[Referring expression pointing data]
----------------------------------------

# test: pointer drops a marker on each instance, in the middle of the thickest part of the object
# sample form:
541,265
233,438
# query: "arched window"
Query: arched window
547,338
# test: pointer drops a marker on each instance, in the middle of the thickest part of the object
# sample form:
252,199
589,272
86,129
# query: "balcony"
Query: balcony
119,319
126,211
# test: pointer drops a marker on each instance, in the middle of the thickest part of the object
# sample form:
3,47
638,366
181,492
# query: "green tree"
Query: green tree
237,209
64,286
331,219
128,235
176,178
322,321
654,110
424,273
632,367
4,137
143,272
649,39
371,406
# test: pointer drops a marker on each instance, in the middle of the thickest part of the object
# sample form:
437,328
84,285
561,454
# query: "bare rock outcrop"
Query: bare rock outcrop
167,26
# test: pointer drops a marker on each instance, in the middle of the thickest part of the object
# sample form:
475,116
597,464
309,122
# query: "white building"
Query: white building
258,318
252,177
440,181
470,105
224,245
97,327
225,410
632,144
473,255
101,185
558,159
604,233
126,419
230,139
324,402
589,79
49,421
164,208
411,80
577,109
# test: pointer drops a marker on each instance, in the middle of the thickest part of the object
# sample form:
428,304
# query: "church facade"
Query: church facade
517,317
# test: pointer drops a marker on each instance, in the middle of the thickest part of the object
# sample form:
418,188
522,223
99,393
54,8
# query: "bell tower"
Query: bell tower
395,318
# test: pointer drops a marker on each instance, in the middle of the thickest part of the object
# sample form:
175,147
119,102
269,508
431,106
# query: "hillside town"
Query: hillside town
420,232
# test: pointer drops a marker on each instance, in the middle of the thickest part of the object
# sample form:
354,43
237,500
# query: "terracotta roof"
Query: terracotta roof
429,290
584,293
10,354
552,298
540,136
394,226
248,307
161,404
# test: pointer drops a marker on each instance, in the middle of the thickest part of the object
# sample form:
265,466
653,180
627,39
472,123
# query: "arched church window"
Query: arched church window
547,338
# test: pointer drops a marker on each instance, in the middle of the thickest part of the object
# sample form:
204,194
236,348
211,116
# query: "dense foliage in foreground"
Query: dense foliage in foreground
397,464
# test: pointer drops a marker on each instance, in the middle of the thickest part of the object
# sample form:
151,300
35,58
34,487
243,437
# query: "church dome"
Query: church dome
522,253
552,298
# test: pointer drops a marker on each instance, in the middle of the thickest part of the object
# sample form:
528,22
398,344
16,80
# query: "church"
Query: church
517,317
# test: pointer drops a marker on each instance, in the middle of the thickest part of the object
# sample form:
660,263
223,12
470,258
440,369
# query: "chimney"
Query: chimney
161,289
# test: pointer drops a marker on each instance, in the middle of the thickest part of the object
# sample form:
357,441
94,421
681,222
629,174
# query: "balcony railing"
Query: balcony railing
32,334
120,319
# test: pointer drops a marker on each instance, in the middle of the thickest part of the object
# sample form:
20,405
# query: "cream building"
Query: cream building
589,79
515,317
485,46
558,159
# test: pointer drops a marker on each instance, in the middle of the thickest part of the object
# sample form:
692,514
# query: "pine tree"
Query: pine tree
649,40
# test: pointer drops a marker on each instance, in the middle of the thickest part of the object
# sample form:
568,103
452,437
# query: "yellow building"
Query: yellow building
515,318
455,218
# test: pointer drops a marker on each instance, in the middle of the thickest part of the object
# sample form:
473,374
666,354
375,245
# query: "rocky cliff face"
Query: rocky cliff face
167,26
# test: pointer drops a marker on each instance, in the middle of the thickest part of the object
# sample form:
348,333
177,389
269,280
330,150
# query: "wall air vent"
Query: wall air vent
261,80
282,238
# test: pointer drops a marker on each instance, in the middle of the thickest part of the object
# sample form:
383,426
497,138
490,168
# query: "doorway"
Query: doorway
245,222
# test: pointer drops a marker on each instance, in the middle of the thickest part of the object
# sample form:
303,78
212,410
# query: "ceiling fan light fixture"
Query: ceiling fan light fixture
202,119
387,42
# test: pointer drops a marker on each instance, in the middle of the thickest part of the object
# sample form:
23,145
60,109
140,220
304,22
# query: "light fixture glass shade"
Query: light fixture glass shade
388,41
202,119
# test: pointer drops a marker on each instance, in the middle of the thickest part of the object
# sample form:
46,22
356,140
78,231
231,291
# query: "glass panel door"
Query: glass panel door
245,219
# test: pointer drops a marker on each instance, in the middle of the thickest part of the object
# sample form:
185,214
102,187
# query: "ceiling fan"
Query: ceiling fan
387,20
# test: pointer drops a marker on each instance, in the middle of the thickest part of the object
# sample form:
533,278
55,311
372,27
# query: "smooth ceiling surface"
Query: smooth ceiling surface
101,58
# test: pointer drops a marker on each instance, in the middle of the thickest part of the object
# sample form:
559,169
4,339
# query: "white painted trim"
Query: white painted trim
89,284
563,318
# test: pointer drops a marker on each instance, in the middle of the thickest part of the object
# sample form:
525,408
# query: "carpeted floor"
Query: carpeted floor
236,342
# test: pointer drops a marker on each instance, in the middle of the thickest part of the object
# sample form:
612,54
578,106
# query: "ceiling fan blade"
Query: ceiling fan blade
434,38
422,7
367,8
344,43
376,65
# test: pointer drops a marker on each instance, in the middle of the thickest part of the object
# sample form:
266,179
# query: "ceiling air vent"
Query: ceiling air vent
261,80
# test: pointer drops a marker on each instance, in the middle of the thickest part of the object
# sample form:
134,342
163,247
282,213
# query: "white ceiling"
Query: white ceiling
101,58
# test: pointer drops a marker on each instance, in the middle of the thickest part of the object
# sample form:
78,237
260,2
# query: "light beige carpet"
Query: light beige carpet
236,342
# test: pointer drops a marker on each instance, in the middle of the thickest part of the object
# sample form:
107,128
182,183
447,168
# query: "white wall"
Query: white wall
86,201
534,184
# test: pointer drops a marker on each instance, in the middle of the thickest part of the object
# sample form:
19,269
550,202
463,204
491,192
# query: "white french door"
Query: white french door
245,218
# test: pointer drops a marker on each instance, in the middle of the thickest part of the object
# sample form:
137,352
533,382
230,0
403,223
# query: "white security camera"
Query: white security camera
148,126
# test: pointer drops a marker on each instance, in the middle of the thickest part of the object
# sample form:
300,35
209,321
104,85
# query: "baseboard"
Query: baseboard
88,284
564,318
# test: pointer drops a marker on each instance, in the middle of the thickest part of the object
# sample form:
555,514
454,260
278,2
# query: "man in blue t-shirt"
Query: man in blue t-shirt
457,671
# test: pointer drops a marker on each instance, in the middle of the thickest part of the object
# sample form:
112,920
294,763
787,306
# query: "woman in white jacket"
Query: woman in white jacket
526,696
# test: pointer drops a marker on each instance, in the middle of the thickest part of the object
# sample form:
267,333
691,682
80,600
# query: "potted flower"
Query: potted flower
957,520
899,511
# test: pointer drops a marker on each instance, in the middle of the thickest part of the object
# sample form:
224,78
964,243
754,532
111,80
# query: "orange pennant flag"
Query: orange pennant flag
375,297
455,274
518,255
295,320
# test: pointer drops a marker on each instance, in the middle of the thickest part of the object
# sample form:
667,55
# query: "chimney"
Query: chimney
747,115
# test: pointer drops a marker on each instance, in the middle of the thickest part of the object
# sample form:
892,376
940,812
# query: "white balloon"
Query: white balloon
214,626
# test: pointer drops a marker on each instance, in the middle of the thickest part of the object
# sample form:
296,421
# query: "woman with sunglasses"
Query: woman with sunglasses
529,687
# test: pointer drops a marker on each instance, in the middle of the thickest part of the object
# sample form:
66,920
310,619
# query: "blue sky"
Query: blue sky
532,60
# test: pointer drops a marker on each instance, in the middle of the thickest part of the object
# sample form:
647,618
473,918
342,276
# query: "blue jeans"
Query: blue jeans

----------------------------------------

The records above need to be retyped exactly.

# test: pointer drops a marker on each instance, in the middle of the thickest part of the object
# sample form:
541,265
233,438
# query: "arched window"
Query: arched window
547,338
# test: pointer drops a marker on each instance, in the middle of the thickest part of the object
# sample form:
252,199
589,272
86,129
# query: "balcony"
Query: balcony
119,319
126,211
# test: pointer drops a marker on each instance, in the middle of the thickest part of the object
# sample form:
3,47
638,366
181,492
# query: "green tree"
Query: green tree
237,209
64,286
331,219
128,235
176,178
322,321
654,110
424,273
632,367
4,137
143,272
649,39
371,406
# test: pointer drops a marker on each instance, in the middle of the thickest part of the object
# sample form:
437,328
84,285
561,454
# query: "bare rock outcrop"
Query: bare rock outcrop
167,26
# test: pointer drops a marker on each instance, in the middle of the thickest part of the object
# sample form:
475,116
597,464
309,122
# query: "white building"
Query: white building
258,318
252,177
440,181
470,105
224,245
97,327
225,410
632,144
473,255
101,185
558,159
604,233
126,419
230,139
324,402
589,79
49,421
164,208
411,80
577,109
# test: pointer drops a marker on each instance, in the middle of the thickest part of the object
# sample form:
428,304
# query: "church facade"
Query: church facade
517,317
# test: pointer drops a marker on each instance, in the middle of the thickest part of the object
# sample form:
418,188
522,223
99,393
54,8
# query: "bell tower"
Query: bell tower
395,318
# test: pointer drops a marker on each instance, in the middle of the thickest part of the object
# sample form:
175,147
119,102
269,508
431,106
# query: "hillside town"
Query: hillside town
420,232
# test: pointer drops a marker on each instance, in the middle of the thickest part of the object
# sample form:
354,43
237,500
# query: "terracotta roof"
Query: terracotta roof
429,290
584,293
10,354
552,298
540,136
394,226
248,307
161,404
# test: pointer drops a marker on each instance, in the middle of the thickest part of the object
# sample form:
265,466
653,180
627,39
472,123
# query: "arched church window"
Query: arched church window
547,338
# test: pointer drops a marker on each instance, in the middle of the thickest part of the object
# sample form:
204,194
236,348
211,116
# query: "dense foliage in foreground"
Query: dense foliage in foreground
397,464
# test: pointer drops a marker on each instance, in the middle of the thickest part of the object
# sample form:
151,300
35,58
34,487
243,437
# query: "church dome"
Query: church dome
522,253
552,298
# test: pointer drops a marker on each instance, in the middle of the thickest part of the object
# sample form:
528,22
398,344
16,80
# query: "church"
Query: church
517,317
# test: pointer drops a marker on each instance, in the middle of the thickest part of the object
# sample form:
660,263
223,12
470,258
440,369
# query: "chimney"
Query: chimney
161,289
# test: pointer drops a marker on each instance, in the middle of the thickest part of the object
# sample form:
357,441
94,421
681,222
629,174
# query: "balcony railing"
Query: balcony railing
32,334
120,319
# test: pointer drops a marker on each instance, in the middle of the thickest part of the object
# sample form:
20,405
# query: "cream building"
Query: cream building
589,79
515,317
485,46
558,159
# test: pointer drops a marker on each instance, in the middle of the thickest part of the object
# sample form:
692,514
# query: "pine tree"
Query: pine tree
649,40
# test: pointer drops a marker on each instance, in the middle of the thickest part of the object
# sample form:
568,103
452,437
# query: "yellow building"
Query: yellow building
515,318
455,218
# test: pointer drops a marker on each instance, in the middle of the thickest part of the object
# sample form:
473,374
666,354
375,245
# query: "rocky cliff face"
Query: rocky cliff face
167,26
# test: pointer drops a marker on each instance, in the middle of the thickest part of the object
# sample form:
348,333
177,389
269,280
330,150
# query: "wall air vent"
Query: wall air vent
261,80
282,238
# test: pointer drops a marker on each instance, in the middle of the thickest part of the object
# sample form:
383,426
497,138
490,168
# query: "doorway"
Query: doorway
245,222
# test: pointer drops a marker on each instance, in the middle of the thickest part of the object
# sample form:
303,78
212,410
# query: "ceiling fan light fixture"
Query: ceiling fan light fixture
202,119
387,42
# test: pointer drops a marker on each instance, in the middle of the thickest part of the object
# sample form:
23,145
60,109
140,220
304,22
# query: "light fixture glass shade"
Query: light fixture glass shade
388,41
202,119
# test: pointer drops a marker on each instance, in the middle of the thickest part of the object
# sample form:
46,22
356,140
78,231
231,291
# query: "glass panel door"
Query: glass panel door
245,219
# test: pointer drops a marker on each instance, in the middle of the thickest part of the object
# sample form:
185,214
102,187
# query: "ceiling fan"
Query: ceiling fan
387,20
# test: pointer drops a marker on each instance, in the middle of the thickest part of the object
# sample form:
533,278
55,311
372,27
# query: "smooth ceiling surface"
Query: smooth ceiling surface
101,58
# test: pointer drops a marker on each instance, in the middle of the thickest part of the object
# sample form:
559,169
4,339
# query: "white painted trim"
Query: white painted trim
89,284
563,318
# test: pointer drops a marker on each instance, in the middle of the thickest part of the object
# sample form:
525,408
# query: "carpeted floor"
Query: carpeted floor
236,342
# test: pointer drops a marker on each instance, in the middle of the thickest part of the object
# sample form:
612,54
578,106
# query: "ceiling fan blade"
Query: ceiling fan blade
434,38
422,7
367,8
344,43
376,65
# test: pointer drops a marker on each instance, in the middle of the thickest part of the object
# sample form:
266,179
# query: "ceiling air vent"
Query: ceiling air vent
261,80
# test: pointer drops a marker on each instance, in the middle of the thickest part of the object
# sample form:
134,342
163,247
282,213
# query: "white ceiling"
Query: white ceiling
101,58
# test: pointer drops a marker on each instance, in the middle of the thickest part of the object
# sample form:
78,237
260,2
# query: "light beige carpet"
Query: light beige carpet
236,342
# test: pointer drops a marker on each instance, in the middle of the thickest part of the object
# sample form:
107,128
182,183
447,168
# query: "white wall"
Query: white wall
86,201
534,184
# test: pointer drops a marker on each instance, in the middle of the thickest part of the object
# sample form:
19,269
550,202
463,204
491,192
# query: "white french door"
Query: white french door
245,218
# test: pointer drops a marker on each instance, in the middle of the thickest part of the object
# sample form:
137,352
533,382
230,0
403,223
# query: "white security camera"
Query: white security camera
148,126
# test: pointer drops a marker on each instance, in the middle of the thickest part of the object
# sample form:
300,35
209,321
104,85
# query: "baseboard"
Query: baseboard
88,284
564,318
# test: pointer drops a marker on each instance, in the middle of the thickest part of the object
# sample form:
555,514
454,260
278,2
# query: "man in blue t-shirt"
Query: man in blue t-shirt
457,671
# test: pointer drops a marker on each instance, in the middle of the thickest part of the object
# sample form:
112,920
294,763
787,306
# query: "woman in white jacket"
Query: woman in white jacket
526,696
# test: pointer drops a marker on each instance, in the middle of the thickest part of the object
# sample form:
267,333
691,682
80,600
# query: "potted flower"
Query: potted flower
957,520
899,511
# test: pointer drops a marker on each instance, in the middle of the thickest part of the object
# sample form:
224,78
964,243
754,532
111,80
# query: "orange pennant flag"
Query: orange pennant flag
375,297
455,274
518,255
295,320
# test: pointer drops a marker on each instance, in the middle of the thickest part of the object
# sample form:
667,55
# query: "chimney"
Query: chimney
747,115
# test: pointer drops a marker on each instance, in the middle of the thickest part of the object
# sample form:
892,376
940,812
# query: "white balloon"
Query: white balloon
214,626
# test: pointer drops a marker on each instance, in the middle of the thickest part of the object
# sample form:
296,421
# query: "woman with sunglasses"
Query: woman with sunglasses
529,687
# test: pointer drops a marker on each instance, in the middle of the thickest part of the object
# sample form:
66,920
310,619
# query: "blue sky"
Query: blue sky
532,60
# test: pointer drops a marker on each instance, in the middle of the thickest part of the object
# sample form:
647,618
473,918
342,276
# query: "blue jeans"
Query: blue jeans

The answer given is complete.